··· DATA SECTION ···

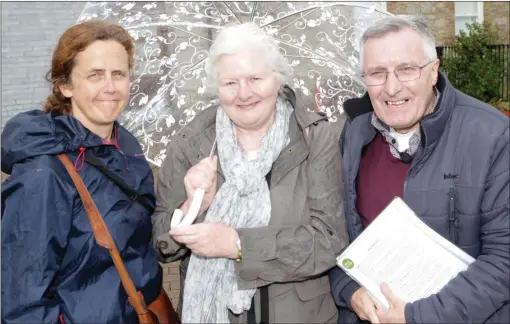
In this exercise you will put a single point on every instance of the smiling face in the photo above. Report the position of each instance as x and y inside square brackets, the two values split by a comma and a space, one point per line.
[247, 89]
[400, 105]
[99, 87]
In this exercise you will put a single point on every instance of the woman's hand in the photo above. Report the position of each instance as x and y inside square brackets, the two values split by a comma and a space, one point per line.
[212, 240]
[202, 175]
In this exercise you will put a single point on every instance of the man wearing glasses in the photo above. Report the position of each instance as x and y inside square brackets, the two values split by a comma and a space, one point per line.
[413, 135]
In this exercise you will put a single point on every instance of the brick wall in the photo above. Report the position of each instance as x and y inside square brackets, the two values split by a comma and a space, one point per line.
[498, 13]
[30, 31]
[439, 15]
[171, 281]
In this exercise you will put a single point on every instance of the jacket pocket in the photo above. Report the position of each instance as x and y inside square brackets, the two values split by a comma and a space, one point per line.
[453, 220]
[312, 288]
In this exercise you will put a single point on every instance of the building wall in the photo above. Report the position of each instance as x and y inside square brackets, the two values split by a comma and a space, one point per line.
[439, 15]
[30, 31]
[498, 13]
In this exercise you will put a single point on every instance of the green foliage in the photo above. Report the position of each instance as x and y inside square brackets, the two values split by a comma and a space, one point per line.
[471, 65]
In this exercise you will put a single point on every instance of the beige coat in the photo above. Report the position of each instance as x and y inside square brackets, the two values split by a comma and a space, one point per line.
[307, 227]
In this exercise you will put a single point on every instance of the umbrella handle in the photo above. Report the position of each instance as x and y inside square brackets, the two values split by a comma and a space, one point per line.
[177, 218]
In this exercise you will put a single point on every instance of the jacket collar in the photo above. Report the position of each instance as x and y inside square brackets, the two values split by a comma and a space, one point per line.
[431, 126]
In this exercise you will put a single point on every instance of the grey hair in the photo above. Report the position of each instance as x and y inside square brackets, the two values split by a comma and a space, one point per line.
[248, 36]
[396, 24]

···

» WORK TASK
All lines from the one containing "of the beige" through the end of the material should be restated exactly, with both end lines kept.

» OUTPUT BELOW
In this exercise you will put a single point on every instance of the beige coat in the photo above. Report the position of each instance as x and y inside square brackets, the two values split by a comma and a space, one point per line.
[307, 227]
In this exercise you will put a single point on every instance of the umbrella handle in the photo above. Report the position of each instance as x and y inside square brackets, the two values split by a comma and a space, one point per line.
[177, 218]
In this exercise you will put a single point on every instance of the jacket collar in the photo above. Report the position of each instance as x and y inside square brackets, the two values split by a comma and a space, one point per line.
[431, 126]
In this exercise you will put a single point on every instance of the grey hair in the photo above. Report the position of each instance as x and y inside square brackets, the two values split by a comma and a space, one point per line.
[248, 36]
[396, 24]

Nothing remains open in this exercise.